### EXERCISE DATA ###

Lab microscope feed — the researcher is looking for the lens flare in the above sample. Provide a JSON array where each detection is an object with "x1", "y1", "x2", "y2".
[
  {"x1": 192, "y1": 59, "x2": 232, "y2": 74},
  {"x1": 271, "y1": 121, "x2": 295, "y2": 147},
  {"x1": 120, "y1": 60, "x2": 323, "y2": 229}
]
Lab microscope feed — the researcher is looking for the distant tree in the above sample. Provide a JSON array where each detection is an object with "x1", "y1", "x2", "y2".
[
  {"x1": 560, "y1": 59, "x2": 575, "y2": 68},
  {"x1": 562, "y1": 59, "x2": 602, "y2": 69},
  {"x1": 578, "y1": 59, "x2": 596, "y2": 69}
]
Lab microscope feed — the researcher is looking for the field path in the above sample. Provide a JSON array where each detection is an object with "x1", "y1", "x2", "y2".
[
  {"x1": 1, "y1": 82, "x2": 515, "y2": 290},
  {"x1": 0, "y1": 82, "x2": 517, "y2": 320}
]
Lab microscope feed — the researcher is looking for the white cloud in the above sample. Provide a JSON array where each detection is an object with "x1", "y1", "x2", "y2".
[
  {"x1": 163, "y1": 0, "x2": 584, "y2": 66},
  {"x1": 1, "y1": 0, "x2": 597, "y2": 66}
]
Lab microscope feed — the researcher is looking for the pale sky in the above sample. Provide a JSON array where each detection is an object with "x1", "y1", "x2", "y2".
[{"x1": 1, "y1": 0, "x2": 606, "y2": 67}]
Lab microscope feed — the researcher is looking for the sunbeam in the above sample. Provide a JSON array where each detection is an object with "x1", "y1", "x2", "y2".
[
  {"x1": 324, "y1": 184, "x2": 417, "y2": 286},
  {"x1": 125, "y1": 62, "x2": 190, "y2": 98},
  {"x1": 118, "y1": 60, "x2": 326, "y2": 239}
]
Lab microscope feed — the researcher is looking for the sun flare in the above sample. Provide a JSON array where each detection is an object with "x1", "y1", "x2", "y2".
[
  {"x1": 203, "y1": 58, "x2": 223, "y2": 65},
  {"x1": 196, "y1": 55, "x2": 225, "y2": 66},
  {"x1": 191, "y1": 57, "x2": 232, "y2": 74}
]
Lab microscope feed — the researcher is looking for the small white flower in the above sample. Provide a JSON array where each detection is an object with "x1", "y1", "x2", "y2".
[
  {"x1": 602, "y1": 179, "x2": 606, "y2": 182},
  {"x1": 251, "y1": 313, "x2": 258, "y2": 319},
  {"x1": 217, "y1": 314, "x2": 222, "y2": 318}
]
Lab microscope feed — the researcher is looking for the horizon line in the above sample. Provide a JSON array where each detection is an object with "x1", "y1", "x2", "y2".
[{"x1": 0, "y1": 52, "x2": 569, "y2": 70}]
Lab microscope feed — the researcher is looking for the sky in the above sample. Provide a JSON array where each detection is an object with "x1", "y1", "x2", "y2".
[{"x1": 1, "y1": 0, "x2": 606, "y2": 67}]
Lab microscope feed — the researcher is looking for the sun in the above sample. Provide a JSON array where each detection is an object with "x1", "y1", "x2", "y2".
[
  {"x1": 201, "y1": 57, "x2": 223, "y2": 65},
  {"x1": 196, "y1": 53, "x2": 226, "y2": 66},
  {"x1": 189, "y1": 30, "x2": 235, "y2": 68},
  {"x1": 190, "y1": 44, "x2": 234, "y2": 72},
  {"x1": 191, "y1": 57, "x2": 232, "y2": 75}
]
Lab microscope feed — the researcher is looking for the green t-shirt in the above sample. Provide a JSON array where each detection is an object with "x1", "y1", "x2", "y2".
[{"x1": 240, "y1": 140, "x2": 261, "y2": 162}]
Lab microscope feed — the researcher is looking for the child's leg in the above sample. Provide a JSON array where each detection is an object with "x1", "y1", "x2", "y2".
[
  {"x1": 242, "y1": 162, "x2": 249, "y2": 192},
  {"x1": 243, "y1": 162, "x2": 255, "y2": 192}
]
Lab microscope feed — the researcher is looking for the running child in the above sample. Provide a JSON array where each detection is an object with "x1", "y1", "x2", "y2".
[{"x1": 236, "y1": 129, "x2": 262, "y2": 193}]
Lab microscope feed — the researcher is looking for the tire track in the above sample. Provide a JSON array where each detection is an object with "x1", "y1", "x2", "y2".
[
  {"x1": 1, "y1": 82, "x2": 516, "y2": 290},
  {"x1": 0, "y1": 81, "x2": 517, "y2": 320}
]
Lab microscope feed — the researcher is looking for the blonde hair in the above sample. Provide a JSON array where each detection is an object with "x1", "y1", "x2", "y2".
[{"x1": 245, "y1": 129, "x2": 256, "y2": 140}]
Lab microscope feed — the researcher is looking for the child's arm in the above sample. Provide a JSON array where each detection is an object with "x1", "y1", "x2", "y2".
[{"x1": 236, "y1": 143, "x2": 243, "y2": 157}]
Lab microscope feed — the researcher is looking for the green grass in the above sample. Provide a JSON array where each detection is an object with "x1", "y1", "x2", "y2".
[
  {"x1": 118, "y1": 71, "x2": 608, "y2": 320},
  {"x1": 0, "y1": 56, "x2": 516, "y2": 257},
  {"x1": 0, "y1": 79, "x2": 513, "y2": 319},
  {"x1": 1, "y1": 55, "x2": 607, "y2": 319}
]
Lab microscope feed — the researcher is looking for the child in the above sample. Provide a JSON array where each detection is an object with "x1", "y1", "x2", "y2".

###

* **WHAT THE TASK REQUIRES**
Exact copies of all the records are to be printed.

* **SOLUTION FOR THIS EXERCISE**
Lab microscope feed — the researcher is looking for the lens flare in the above sample. Provide a JSON array where each detection is an object with "x1", "y1", "x2", "y2".
[
  {"x1": 192, "y1": 59, "x2": 232, "y2": 74},
  {"x1": 271, "y1": 121, "x2": 295, "y2": 147},
  {"x1": 120, "y1": 60, "x2": 323, "y2": 229}
]
Lab microscope feed — the researcher is looking for the distant tree in the above sample. Provide a JSON array where each detection is an object with "x1", "y1", "x2", "y2".
[
  {"x1": 560, "y1": 59, "x2": 575, "y2": 68},
  {"x1": 562, "y1": 59, "x2": 602, "y2": 69},
  {"x1": 578, "y1": 59, "x2": 596, "y2": 69}
]
Lab microscope feed — the researcher is looking for the field path in the above sample. Provide a JSON array where each detection is an object with "x1", "y1", "x2", "y2".
[
  {"x1": 1, "y1": 82, "x2": 515, "y2": 290},
  {"x1": 0, "y1": 82, "x2": 517, "y2": 320}
]
Lab microscope feed — the researcher is looking for the white cloud in the above sample. Provide a JSON array where each detection is an object with "x1", "y1", "x2", "y2".
[
  {"x1": 163, "y1": 0, "x2": 584, "y2": 66},
  {"x1": 1, "y1": 0, "x2": 597, "y2": 66}
]
Lab microscope feed — the researcher is looking for the pale sky in the above sample. Provide a JSON array where each detection is an object with "x1", "y1", "x2", "y2".
[{"x1": 1, "y1": 0, "x2": 606, "y2": 67}]
Lab microscope feed — the researcher is looking for the sunbeam in the above sample. Provide a JSON array where each detection is an object with "x1", "y1", "x2", "y2".
[
  {"x1": 324, "y1": 184, "x2": 417, "y2": 286},
  {"x1": 125, "y1": 62, "x2": 190, "y2": 98},
  {"x1": 118, "y1": 60, "x2": 326, "y2": 239}
]
Lab microscope feed — the researcher is looking for the sun flare in the above sample. Provide a JSON array where each detection is an object with "x1", "y1", "x2", "y2".
[
  {"x1": 203, "y1": 58, "x2": 223, "y2": 65},
  {"x1": 196, "y1": 55, "x2": 225, "y2": 66},
  {"x1": 191, "y1": 57, "x2": 232, "y2": 74}
]
Lab microscope feed — the researcher is looking for the small white flower in the above sample. Provide a JSON array where each detection is an object with "x1", "y1", "x2", "y2".
[
  {"x1": 602, "y1": 179, "x2": 606, "y2": 182},
  {"x1": 251, "y1": 313, "x2": 258, "y2": 319},
  {"x1": 217, "y1": 314, "x2": 222, "y2": 318}
]
Lab microscope feed — the researcher is looking for the horizon line in the above sample. Provide a JSON array where each detection is an object with "x1", "y1", "x2", "y2".
[{"x1": 0, "y1": 52, "x2": 569, "y2": 70}]
Lab microscope feed — the researcher is looking for the sky in the above sample. Provide a JSON array where each detection is an object with "x1", "y1", "x2", "y2".
[{"x1": 1, "y1": 0, "x2": 606, "y2": 67}]
Lab microscope feed — the researcher is looking for the sun in the above sample. Provide a JSON array where each detection is an object with "x1", "y1", "x2", "y2".
[
  {"x1": 201, "y1": 57, "x2": 223, "y2": 65},
  {"x1": 196, "y1": 53, "x2": 226, "y2": 66},
  {"x1": 189, "y1": 30, "x2": 235, "y2": 68},
  {"x1": 190, "y1": 44, "x2": 234, "y2": 72},
  {"x1": 191, "y1": 57, "x2": 232, "y2": 75}
]
Lab microscope feed — the researcher is looking for the green t-shirt in the above sample. Provide a JSON array where each detection is an object with "x1", "y1", "x2", "y2".
[{"x1": 240, "y1": 140, "x2": 261, "y2": 162}]
Lab microscope feed — the researcher is looking for the child's leg in the above sample. Provide a JSON array where each detection is an object with "x1", "y1", "x2", "y2".
[
  {"x1": 242, "y1": 162, "x2": 249, "y2": 192},
  {"x1": 243, "y1": 162, "x2": 255, "y2": 192}
]
Lab microscope feed — the researcher is looking for the running child in the above sample. Provide a JSON array where each detection is an object with "x1", "y1", "x2", "y2".
[{"x1": 236, "y1": 129, "x2": 262, "y2": 193}]
Lab microscope feed — the researcher is looking for the tire track in the above sample. Provide a JSON array where each detection is an object with "x1", "y1", "x2", "y2".
[
  {"x1": 1, "y1": 82, "x2": 516, "y2": 290},
  {"x1": 0, "y1": 81, "x2": 517, "y2": 320}
]
Lab microscope feed — the researcher is looking for the blonde hair in the above sample. Provide a JSON array where each detection is an object with "x1", "y1", "x2", "y2".
[{"x1": 245, "y1": 129, "x2": 256, "y2": 140}]
Lab microscope feed — the researcher is looking for the child's arm in the above sample. Provide a JSON array where each detection is an object with "x1", "y1", "x2", "y2".
[{"x1": 236, "y1": 143, "x2": 243, "y2": 157}]
Lab microscope feed — the researcher is looking for the green grass in the above sample. Provide a JSON array where each detection is an object with "x1", "y1", "x2", "y2".
[
  {"x1": 118, "y1": 71, "x2": 608, "y2": 320},
  {"x1": 0, "y1": 56, "x2": 516, "y2": 257},
  {"x1": 0, "y1": 79, "x2": 513, "y2": 319},
  {"x1": 1, "y1": 55, "x2": 607, "y2": 319}
]
Lab microscope feed — the researcher is looking for the child in the above sample. Provide a JSON array where each detection is an object with "x1", "y1", "x2", "y2".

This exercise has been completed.